[Given passage]:
Photo by Alexander Shatov on Unsplash

Innovative Storytelling — Text to Video using AI

past, present and future of AI generated videos

Ashish Jaiman
6 min readJan 4, 2022

--

What is your first thought when you read or hear about AI videos? Probably Deepfakes. I have stated many times that AI-generated Synthetic movies offer many significant positive use cases, despite the taxonomy of deepfakes having a bad connotation.

Positive Use Cases of Synthetic Media (aka Deepfakes) | by Ashish Jaiman | Towards Data Science

A wide range of professional and personal endeavors benefit from AI-generated videos. Videos created by artificial intelligence (AI) fall under the umbrella term “Synthetic Media,” which encompasses all media content generated by using technology, including artificial intelligence (AI). Examples include computer-generated imagery (CGI), digital art, and animated figures. Synthetic media technologies and AI movies have truly democratized storytelling using motion art. For example, when it comes to film creation, this can save money and speed up creative storytelling using videos.

With the innovative use of AI-generated videos, many startups like Synthesia and Colossyan are developing new use cases for creative storytelling to increase user engagement, broadening the message reach. In addition, they can be used in professional and home studios to experiment with new ideas. For example, imagine creating a blog post with a bit of visual flair thrown in to boost readership. You may now copy and paste your text and hear a human voice reading aloud what you just typed. This voice and facial movement, of course, are manufactured synthetically.

The exciting journey of artificial intelligence began in the first half of the twentieth century when the world started to be introduced to concepts such as robots and portray revolutionary technology in mainstream media such as movies and cartoons. Alan Turning, a young British scientist and polymath who coined the term “artificial intelligence,” hypothesized that if humans can solve problems with available information, why can’t machines? The road was long and expensive but fast forward to the end of the twentieth century and the beginning of the twenty-first, when AI was reaching milestones and blooming.

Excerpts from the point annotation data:
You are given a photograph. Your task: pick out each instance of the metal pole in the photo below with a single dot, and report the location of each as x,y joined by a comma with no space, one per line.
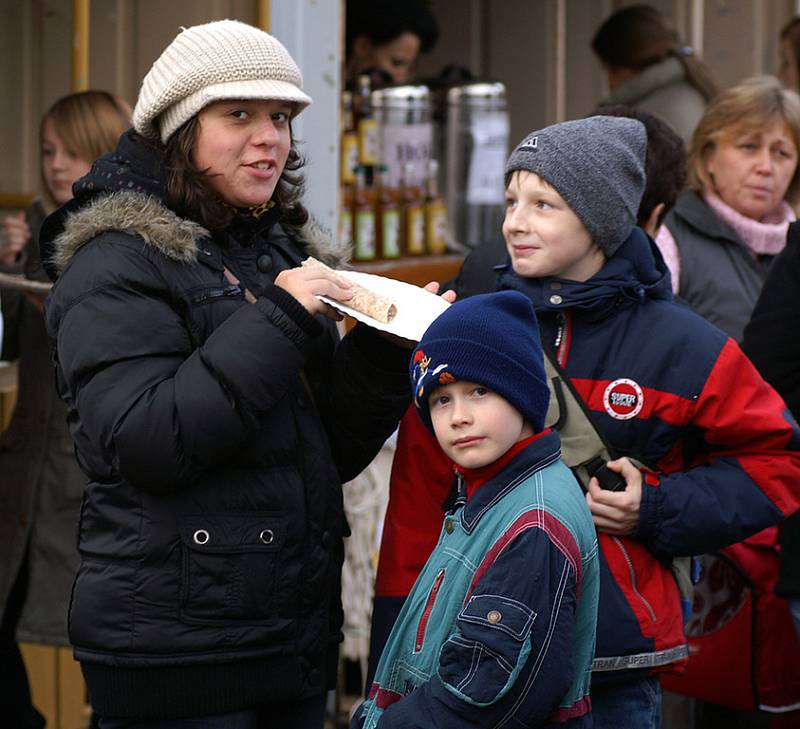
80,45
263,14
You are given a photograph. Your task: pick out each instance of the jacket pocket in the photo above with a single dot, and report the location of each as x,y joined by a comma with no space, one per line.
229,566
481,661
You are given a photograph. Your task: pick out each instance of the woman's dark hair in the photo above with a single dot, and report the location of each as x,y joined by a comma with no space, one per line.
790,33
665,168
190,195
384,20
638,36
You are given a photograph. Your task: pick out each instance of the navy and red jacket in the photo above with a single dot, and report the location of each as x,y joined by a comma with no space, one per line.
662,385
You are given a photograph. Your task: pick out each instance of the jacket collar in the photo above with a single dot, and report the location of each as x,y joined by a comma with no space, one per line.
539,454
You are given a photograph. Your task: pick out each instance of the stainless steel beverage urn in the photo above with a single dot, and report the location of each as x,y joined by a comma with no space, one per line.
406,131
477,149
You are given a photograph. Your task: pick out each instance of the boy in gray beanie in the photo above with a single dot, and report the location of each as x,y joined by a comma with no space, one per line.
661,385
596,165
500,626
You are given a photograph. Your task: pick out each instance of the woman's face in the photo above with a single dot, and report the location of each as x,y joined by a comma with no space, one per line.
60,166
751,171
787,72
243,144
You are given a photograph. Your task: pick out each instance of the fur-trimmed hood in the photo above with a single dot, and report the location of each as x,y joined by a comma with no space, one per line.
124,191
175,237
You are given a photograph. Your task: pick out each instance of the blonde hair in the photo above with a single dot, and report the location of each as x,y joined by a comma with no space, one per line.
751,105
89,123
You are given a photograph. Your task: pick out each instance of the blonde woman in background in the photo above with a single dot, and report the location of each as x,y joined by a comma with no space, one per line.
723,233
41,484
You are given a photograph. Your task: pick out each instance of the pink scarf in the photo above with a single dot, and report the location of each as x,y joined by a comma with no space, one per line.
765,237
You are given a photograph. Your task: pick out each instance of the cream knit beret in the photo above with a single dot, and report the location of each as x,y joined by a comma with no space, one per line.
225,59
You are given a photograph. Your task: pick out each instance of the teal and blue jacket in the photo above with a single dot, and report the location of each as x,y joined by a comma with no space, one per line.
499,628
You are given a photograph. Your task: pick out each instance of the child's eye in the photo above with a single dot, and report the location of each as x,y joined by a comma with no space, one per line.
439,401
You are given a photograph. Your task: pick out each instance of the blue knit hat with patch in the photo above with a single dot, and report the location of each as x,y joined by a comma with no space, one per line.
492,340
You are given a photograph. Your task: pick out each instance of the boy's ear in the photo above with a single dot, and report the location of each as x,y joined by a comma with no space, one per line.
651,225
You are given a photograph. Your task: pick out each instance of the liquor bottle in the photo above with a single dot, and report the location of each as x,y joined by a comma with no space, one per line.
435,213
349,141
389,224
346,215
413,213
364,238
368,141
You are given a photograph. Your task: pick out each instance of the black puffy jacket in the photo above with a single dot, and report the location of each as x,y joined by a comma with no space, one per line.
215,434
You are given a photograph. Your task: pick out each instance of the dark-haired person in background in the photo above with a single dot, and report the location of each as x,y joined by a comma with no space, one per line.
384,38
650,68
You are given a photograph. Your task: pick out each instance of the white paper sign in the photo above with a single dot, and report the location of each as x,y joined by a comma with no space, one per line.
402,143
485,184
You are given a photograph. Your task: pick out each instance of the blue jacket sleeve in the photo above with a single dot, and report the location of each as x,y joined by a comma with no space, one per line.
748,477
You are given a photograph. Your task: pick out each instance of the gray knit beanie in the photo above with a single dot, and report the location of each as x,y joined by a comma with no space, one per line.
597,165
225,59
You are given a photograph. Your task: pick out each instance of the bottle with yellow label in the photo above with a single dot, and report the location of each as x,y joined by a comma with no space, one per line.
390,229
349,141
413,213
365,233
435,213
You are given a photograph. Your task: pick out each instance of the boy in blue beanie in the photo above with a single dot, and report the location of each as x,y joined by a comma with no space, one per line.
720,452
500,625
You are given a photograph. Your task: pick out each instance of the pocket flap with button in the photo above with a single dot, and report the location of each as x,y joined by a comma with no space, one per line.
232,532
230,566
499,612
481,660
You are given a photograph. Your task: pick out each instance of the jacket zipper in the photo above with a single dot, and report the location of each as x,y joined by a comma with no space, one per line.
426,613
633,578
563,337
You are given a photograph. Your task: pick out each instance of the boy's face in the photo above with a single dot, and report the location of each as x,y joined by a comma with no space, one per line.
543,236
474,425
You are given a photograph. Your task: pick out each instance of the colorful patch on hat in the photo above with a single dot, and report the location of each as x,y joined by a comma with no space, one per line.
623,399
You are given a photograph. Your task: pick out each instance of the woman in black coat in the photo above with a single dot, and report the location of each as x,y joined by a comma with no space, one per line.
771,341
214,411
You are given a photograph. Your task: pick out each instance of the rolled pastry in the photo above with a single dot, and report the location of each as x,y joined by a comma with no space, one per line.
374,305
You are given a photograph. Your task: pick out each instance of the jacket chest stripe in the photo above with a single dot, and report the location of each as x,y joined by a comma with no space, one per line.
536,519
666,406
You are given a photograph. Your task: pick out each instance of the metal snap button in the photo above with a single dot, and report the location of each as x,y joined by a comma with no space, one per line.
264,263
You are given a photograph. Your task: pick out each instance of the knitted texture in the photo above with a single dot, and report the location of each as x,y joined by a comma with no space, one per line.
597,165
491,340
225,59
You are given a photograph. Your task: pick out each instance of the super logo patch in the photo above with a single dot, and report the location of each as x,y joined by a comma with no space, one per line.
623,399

[Required actions]:
1. Which two startups does the AI video article name as developing new use cases for creative storytelling?
2. Shorten the paragraph of the AI video article that begins "A wide range of professional and personal endeavors," keeping its main facts.
3. From the AI video article, reproduce the part that opens with the words containing "past, present and" and closes with "a bad connotation.".

[Solutions below]:
1. Synthesia and Colossyan.

2. AI-generated videos benefit many professional and personal projects. They fall under "synthetic media," the umbrella term for all media content generated with technology, including AI, such as CGI, digital art, and animated figures. These technologies have democratized storytelling with motion art, and in film creation they can save money and speed up video storytelling.

3.
past, present and future of AI generated videos

Ashish Jaiman
6 min readJan 4, 2022

--

What is your first thought when you read or hear about AI videos? Probably Deepfakes. I have stated many times that AI-generated Synthetic movies offer many significant positive use cases, despite the taxonomy of deepfakes having a bad connotation.